EXERCISE → In the material below, repeat only the lines from the one that holds "of the blue" through the final line, exactly as they stand.

[Excerpts of location labeling data]
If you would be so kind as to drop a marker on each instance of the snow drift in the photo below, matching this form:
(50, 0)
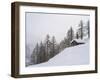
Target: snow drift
(76, 55)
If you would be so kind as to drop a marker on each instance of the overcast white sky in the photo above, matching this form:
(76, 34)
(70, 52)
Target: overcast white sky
(38, 25)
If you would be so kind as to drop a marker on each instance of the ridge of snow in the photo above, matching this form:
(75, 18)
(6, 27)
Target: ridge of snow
(77, 55)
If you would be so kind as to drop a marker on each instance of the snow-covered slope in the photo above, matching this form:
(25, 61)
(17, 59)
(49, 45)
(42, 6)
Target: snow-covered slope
(77, 55)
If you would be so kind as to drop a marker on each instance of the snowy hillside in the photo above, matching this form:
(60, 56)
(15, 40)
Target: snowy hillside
(77, 55)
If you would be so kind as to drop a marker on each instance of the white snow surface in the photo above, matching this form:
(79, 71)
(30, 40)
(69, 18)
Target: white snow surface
(76, 55)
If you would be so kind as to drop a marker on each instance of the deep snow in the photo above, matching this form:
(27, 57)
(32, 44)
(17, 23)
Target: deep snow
(76, 55)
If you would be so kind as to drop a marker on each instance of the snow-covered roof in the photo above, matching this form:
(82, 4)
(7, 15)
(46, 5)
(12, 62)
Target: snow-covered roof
(78, 40)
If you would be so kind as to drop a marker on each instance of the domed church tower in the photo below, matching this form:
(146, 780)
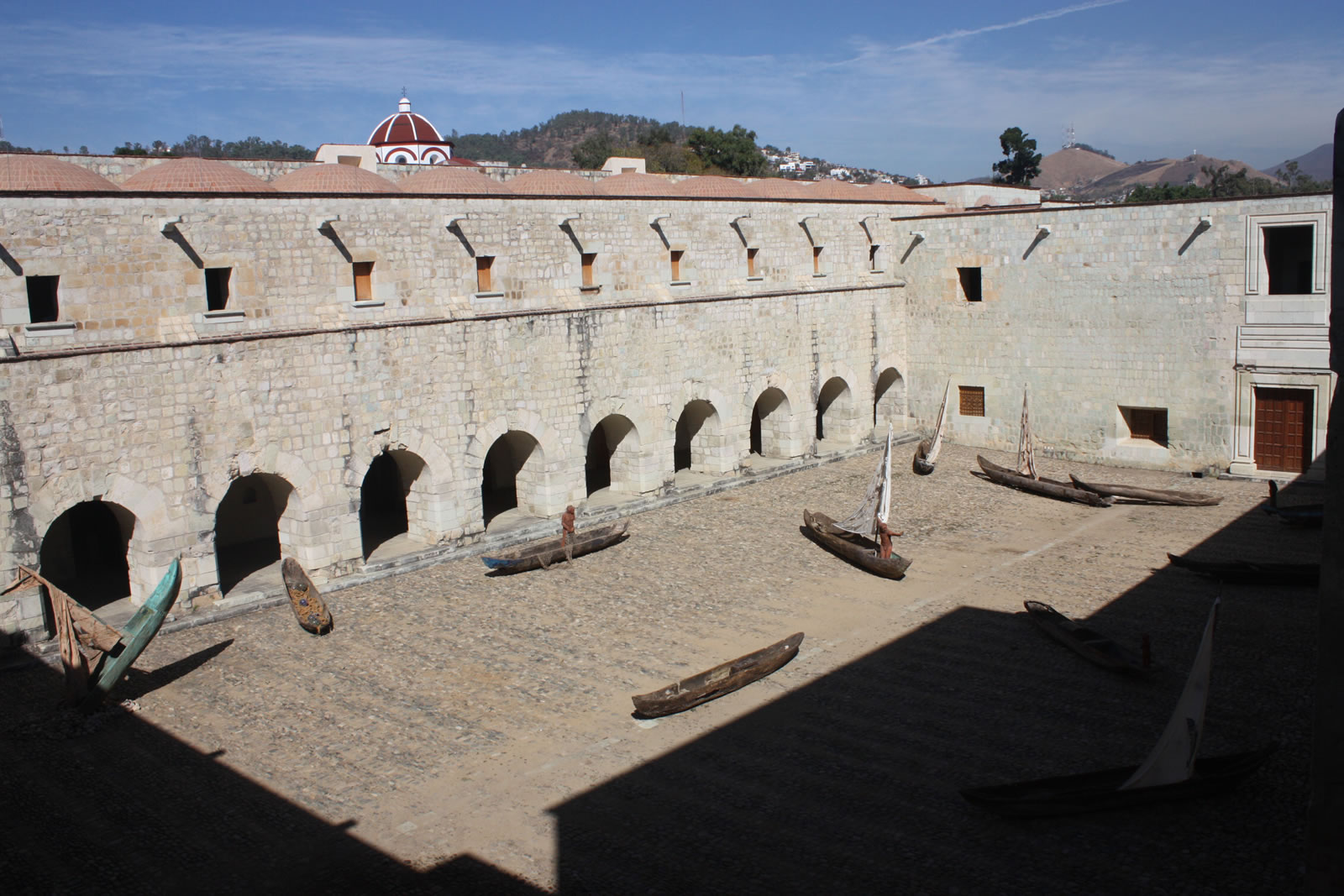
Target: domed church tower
(407, 139)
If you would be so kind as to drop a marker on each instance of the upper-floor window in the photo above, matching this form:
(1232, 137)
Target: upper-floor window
(44, 307)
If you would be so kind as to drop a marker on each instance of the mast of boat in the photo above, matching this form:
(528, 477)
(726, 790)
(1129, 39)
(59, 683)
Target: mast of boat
(937, 430)
(1026, 443)
(1173, 759)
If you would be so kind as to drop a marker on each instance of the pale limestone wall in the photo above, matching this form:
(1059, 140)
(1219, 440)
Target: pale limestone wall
(1122, 305)
(125, 280)
(163, 432)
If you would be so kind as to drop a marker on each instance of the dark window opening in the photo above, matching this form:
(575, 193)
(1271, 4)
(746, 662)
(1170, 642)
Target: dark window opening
(363, 281)
(1147, 423)
(42, 300)
(217, 288)
(969, 284)
(1288, 259)
(972, 401)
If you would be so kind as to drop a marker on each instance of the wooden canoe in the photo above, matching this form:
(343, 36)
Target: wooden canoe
(306, 600)
(1090, 644)
(1156, 496)
(1101, 790)
(1048, 488)
(717, 681)
(1253, 573)
(543, 553)
(855, 548)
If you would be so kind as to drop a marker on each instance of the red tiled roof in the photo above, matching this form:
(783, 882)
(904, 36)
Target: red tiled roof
(31, 170)
(333, 179)
(444, 179)
(636, 184)
(548, 181)
(195, 176)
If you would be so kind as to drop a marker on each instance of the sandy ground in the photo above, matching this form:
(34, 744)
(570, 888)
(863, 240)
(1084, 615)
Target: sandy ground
(468, 732)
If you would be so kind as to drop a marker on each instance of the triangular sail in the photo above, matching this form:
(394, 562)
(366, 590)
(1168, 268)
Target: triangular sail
(1173, 759)
(937, 430)
(1026, 443)
(877, 500)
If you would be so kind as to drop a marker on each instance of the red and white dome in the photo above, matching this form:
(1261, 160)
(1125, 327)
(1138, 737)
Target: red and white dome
(407, 139)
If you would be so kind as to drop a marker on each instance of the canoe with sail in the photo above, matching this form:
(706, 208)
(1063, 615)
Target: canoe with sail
(927, 454)
(855, 539)
(1171, 772)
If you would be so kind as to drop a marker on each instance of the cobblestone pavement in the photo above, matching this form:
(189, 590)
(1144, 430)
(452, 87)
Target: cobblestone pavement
(454, 716)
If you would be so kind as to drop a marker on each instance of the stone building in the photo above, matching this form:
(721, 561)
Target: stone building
(203, 363)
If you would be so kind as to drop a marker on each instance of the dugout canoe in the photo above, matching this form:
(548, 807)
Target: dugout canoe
(714, 683)
(1253, 573)
(306, 600)
(855, 548)
(1047, 488)
(543, 553)
(1156, 496)
(1089, 642)
(1101, 790)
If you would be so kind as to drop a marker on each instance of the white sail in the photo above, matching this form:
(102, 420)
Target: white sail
(1026, 443)
(1173, 759)
(877, 500)
(937, 430)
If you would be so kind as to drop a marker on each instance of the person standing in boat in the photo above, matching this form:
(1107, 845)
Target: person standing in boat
(568, 533)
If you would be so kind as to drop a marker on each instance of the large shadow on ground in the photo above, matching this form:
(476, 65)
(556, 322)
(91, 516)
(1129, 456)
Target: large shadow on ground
(851, 783)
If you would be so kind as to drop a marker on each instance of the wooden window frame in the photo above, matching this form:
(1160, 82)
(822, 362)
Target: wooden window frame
(971, 401)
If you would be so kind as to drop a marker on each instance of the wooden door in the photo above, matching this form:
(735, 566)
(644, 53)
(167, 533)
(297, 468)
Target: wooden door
(1283, 429)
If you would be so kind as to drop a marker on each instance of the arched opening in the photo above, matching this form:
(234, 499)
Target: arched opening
(889, 401)
(769, 418)
(84, 553)
(696, 423)
(248, 527)
(382, 497)
(832, 405)
(506, 464)
(611, 454)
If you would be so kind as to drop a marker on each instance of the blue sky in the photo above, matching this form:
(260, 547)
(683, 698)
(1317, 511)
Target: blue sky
(909, 87)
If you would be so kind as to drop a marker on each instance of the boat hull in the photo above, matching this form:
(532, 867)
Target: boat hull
(1100, 790)
(851, 547)
(543, 553)
(1047, 488)
(718, 681)
(306, 600)
(138, 634)
(1155, 496)
(1088, 642)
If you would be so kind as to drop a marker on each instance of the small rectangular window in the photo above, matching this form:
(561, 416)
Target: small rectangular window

OUTPUT FOR THIS EXERCISE →
If you would be so kind as to drop a marker on each instance of the blue sky in the photo above, matching this form:
(260, 547)
(683, 698)
(1317, 511)
Target: blue sky
(909, 87)
If you would be so kind as to drop a marker on each instance of the boat hull in the photo above, matching this form:
(532, 867)
Target: boat hull
(1100, 790)
(851, 547)
(543, 553)
(1047, 488)
(718, 681)
(306, 600)
(138, 634)
(1155, 496)
(1088, 642)
If you would be so kind as to drop a marker on each instance of the small rectangular window in the photo above, matching this form:
(561, 416)
Target: small rectangular window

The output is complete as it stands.